SHORT PROBLEM A =
In the excerpt about running shell commands with Parallel, which flag sets the number of threads to 8?

This automates the above process and just asks you where you want to copy from and then copy to. Be aware that threads are still set to 8 (per the flag "-j8") but you can change this manually.

   read -ep "What is the directory from? " from; read -ep "What is the directory to? " to;  pwd=$(pwd); cd $from && ls | parallel -v -j8 rsync -azvP --progress {} $to{}; cd $pwd

This will delete all files within the specified directory using rm.

   read -ep "What is the directory to delete stuff in? " delete; pwd=$(pwd); cd $delete && ls | grep -v "./" | grep -v "../" | parallel -v -j8 rm -rf {}; cd $pwd

If rm runs into "too many arguments", this'll work instead.

   read -ep "What is the directory to delete stuff in? " delete; pwd=$(pwd); cd $delete && find . -name "*" | parallel -v -j8 rm -rf {}; cd $pwd

Recursively grep for STRING within /DIR using 8 threads in parallel:

   find /DIR -type f | parallel -k -j8 -n 1000 -m grep -H -n -ril STRING {}

Install Parallel

Parallel is usually within each OS repository. There's usually a workaround if it isn't.

Install Parallel to CentOS 6:

   cd /etc/yum.repos.d/
   wget http://download.opensuse.org/repositories/home:tange/CentOS_CentOS-6/home:tange.repo
   yum install parallel

SHORT PROBLEM B =
Shift every coordinate in the answers up by 56 and write out again everything from the start of the entries down to the line containing "80), (10, 81)]]", including the requests. Give only those lines.

THE INPUT =
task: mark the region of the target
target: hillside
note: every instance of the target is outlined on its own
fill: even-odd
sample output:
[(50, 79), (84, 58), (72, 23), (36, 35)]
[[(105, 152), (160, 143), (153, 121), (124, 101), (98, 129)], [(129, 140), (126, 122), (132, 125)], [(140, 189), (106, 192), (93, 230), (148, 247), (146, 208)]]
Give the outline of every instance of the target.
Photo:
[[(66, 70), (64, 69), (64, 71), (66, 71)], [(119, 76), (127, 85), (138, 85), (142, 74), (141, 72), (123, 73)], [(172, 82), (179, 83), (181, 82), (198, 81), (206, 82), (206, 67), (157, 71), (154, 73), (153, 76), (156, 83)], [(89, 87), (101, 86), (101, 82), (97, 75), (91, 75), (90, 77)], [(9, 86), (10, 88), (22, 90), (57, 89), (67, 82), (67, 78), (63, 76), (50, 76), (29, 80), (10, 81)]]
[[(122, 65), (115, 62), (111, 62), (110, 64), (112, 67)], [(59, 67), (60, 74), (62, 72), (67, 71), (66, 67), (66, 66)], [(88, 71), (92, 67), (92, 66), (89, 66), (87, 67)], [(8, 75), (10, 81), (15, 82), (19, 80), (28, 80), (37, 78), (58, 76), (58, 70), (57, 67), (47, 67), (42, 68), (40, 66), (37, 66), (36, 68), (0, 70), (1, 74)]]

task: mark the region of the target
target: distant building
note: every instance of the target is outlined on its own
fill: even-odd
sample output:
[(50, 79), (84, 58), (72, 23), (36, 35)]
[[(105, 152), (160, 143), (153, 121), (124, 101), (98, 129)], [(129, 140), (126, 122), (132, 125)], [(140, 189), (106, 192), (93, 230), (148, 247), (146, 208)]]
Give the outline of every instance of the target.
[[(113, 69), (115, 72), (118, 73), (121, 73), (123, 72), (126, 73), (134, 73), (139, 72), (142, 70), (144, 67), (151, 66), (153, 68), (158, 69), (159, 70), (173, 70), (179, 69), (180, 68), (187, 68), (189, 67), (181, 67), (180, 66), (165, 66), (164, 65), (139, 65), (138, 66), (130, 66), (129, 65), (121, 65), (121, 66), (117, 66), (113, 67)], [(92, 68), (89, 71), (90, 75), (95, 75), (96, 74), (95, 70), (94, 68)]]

TASK RESPONSE A =
The flag "-j8" sets the threads to 8.

TASK RESPONSE B =
task: mark the region of the target
target: hillside
note: every instance of the target is outlined on its own
fill: even-odd
sample output:
[(50, 79), (84, 58), (72, 23), (36, 35)]
[[(105, 152), (160, 143), (153, 121), (124, 101), (98, 129)], [(129, 140), (126, 122), (132, 125)], [(140, 189), (106, 192), (93, 230), (148, 247), (146, 208)]]
Give the outline of every instance of the target.
Photo:
[[(122, 126), (120, 125), (120, 127), (122, 127)], [(175, 132), (183, 141), (194, 141), (198, 130), (197, 128), (179, 129)], [(228, 138), (235, 139), (237, 138), (254, 137), (262, 138), (262, 123), (213, 127), (210, 129), (209, 132), (212, 139)], [(145, 143), (157, 142), (157, 138), (153, 131), (147, 131), (146, 133)], [(65, 142), (66, 144), (78, 146), (113, 145), (123, 138), (123, 134), (119, 132), (106, 132), (85, 136), (66, 137)]]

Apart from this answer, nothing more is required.